◆ **Exercises**:
A - From the permanency text, list the questions Ariana says she asked herself.
B - Write the next part of the permanency text, picking up after its final sentence.

◆ **Source passage**:

Permanency Tip of the Week: What’s There to be Happy about in the New Year?
When Our Youth are presented with a new opportunity that we feel should be happy, exciting, and positive for them, it is important for us to realize that this may not be the way our Youth inwardly experience and/or outwardly react to these opportunities. When you have experienced repeated losses and rejections, one of the most effective short-term solutions is to reject new opportunities. This rejection can serve as protection from further loss and rejection. However, it can also prevent them from establishing new connections and greater Permanency. When we see this situation developing, let us first validate our Youth’s need and right to protect themselves. This validation can strengthen our connection with them which can lead our Youth to be more open to exploring the new opportunity WITH us, instead of feeling that they would have to do it alone.
Permanency Success Story of the Week: It’s a Miracle Being Adopted: Ariana’s Story
Dave Thomas Foundation for Adoption’s Wendy’s Wonderful Kids program – When Ariana was five years old, she had to be removed from her birth mother’s house after enduring years of abuse. “I had nightmares every single day. It was just really scary for me living there,” she shared. “I thought, ‘Where am I going to live? Who is going to take care of me? How am I going to make friends?’”

◆ **Supplied material**:
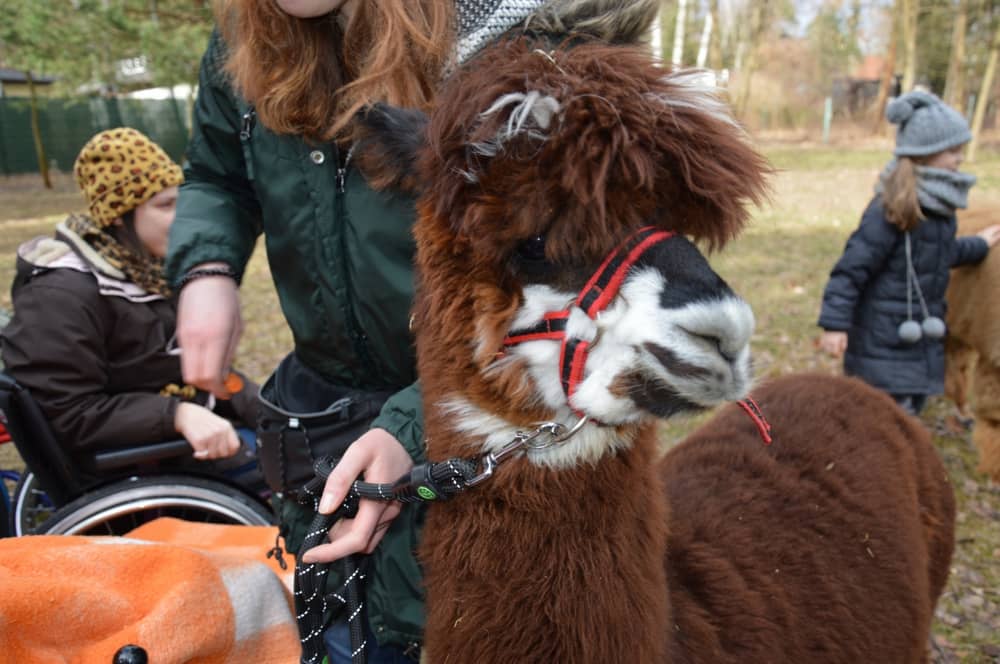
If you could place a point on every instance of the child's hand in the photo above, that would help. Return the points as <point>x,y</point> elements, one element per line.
<point>833,343</point>
<point>991,234</point>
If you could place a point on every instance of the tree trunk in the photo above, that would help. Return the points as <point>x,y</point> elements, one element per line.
<point>706,37</point>
<point>909,24</point>
<point>678,52</point>
<point>954,89</point>
<point>983,100</point>
<point>656,38</point>
<point>715,39</point>
<point>888,72</point>
<point>36,131</point>
<point>758,16</point>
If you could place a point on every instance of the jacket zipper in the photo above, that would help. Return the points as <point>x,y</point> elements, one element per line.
<point>354,327</point>
<point>342,171</point>
<point>246,131</point>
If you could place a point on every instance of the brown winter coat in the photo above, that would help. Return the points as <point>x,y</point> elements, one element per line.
<point>91,349</point>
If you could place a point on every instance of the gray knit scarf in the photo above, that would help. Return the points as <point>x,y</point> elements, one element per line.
<point>939,190</point>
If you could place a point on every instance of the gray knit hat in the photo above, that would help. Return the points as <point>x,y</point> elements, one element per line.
<point>926,125</point>
<point>482,21</point>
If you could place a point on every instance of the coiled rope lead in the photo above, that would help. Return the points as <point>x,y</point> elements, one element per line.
<point>425,482</point>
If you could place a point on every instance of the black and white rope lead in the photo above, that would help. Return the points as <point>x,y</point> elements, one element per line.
<point>425,482</point>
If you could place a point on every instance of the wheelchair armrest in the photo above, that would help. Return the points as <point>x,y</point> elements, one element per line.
<point>102,462</point>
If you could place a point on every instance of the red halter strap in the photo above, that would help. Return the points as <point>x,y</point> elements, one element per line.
<point>596,295</point>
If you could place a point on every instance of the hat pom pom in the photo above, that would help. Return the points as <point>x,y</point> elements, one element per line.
<point>899,110</point>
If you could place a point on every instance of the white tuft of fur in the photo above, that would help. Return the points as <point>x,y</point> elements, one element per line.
<point>696,91</point>
<point>531,114</point>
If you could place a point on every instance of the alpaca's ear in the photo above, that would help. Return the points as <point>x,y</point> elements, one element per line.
<point>714,173</point>
<point>391,139</point>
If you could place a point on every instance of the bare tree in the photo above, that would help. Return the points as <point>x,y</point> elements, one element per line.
<point>888,69</point>
<point>954,88</point>
<point>715,37</point>
<point>983,99</point>
<point>909,25</point>
<point>678,53</point>
<point>706,37</point>
<point>759,11</point>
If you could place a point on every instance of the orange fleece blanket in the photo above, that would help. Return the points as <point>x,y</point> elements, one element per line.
<point>185,592</point>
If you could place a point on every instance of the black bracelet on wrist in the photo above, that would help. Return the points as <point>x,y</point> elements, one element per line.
<point>199,272</point>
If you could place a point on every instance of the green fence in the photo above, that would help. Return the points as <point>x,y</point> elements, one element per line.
<point>66,124</point>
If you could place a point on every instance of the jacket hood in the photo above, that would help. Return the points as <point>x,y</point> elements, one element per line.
<point>67,250</point>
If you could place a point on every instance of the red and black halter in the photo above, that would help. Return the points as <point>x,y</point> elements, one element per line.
<point>596,295</point>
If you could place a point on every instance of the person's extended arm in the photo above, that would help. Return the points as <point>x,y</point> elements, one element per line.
<point>384,454</point>
<point>972,249</point>
<point>217,223</point>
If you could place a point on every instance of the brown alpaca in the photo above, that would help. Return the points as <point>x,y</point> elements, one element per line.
<point>973,345</point>
<point>829,545</point>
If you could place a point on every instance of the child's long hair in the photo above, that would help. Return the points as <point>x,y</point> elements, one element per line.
<point>309,76</point>
<point>899,195</point>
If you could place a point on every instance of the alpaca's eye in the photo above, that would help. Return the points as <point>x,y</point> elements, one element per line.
<point>532,249</point>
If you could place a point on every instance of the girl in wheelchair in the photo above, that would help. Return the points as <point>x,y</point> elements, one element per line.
<point>91,336</point>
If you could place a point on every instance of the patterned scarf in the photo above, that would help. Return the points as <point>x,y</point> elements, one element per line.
<point>939,190</point>
<point>139,267</point>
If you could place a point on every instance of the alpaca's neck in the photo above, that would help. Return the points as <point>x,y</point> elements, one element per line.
<point>553,565</point>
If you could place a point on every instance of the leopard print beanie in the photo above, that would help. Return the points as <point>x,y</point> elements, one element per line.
<point>120,169</point>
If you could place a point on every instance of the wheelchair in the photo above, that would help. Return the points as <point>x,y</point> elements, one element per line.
<point>110,492</point>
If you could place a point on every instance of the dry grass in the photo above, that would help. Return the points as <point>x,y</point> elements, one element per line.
<point>780,265</point>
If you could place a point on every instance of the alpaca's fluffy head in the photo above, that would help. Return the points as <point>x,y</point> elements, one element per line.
<point>536,165</point>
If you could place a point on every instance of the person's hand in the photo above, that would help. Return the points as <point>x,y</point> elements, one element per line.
<point>382,459</point>
<point>211,436</point>
<point>209,326</point>
<point>833,342</point>
<point>991,234</point>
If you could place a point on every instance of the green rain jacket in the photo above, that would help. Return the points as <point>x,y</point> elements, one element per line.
<point>341,256</point>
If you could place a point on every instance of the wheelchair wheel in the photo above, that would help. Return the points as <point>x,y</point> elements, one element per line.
<point>4,510</point>
<point>117,508</point>
<point>30,506</point>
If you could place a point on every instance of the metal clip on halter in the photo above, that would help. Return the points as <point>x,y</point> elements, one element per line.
<point>556,433</point>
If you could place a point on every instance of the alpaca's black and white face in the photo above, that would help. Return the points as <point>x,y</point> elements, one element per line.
<point>535,171</point>
<point>674,338</point>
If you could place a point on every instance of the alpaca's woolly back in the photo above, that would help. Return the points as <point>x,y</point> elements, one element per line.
<point>831,544</point>
<point>550,566</point>
<point>973,343</point>
<point>973,307</point>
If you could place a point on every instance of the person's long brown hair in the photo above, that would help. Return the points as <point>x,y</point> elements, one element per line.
<point>899,195</point>
<point>310,76</point>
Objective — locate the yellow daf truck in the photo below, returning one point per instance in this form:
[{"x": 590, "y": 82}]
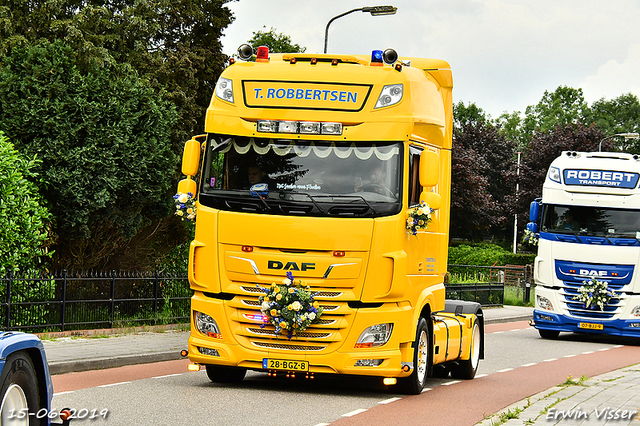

◆ **Per-task answers**:
A -
- Where am I going to live?
- Who is going to take care of me?
- How am I going to make friends?

B -
Sadly, Ariana’s experience is not unique. Far too many children are entering foster care because of abuse and neglect and many are not returning to their birth families because it is simply not safe. For more than five years, Ariana bounced between foster homes, longing for a permanent home. That dream came true in 2014 when she was adopted by Chris and Joanna McIntyre with support from the Dave Thomas Foundation for Adoption and her Wendy’s Wonderful Kids recruiter, Chelsea.
“I am so thankful for Chelsea,” said Ariana. “She feels like part of my family.” After Ariana moved in with the McIntyre’s, Chelsea visited the family every month, helping Chris and Joanna navigate the adoption process. “We jumped from no kids straight into parenting a 10-year-old. It was a huge change,” says Joanna. “Chelsea was an awesome support.” Now, Chris and Joanna can’t imagine their lives any other way. They have since adopted five more children from foster care: Adam, Conor, Gabe, Matthew, and Winter…
Permanency Related Articles:
Canadian Broadcasting Company (CBC) News – The Yukon government and the Council of Yukon First Nations say they are working together on a new program that aims to reunite children in foster care with their families or, at the very least, their culture.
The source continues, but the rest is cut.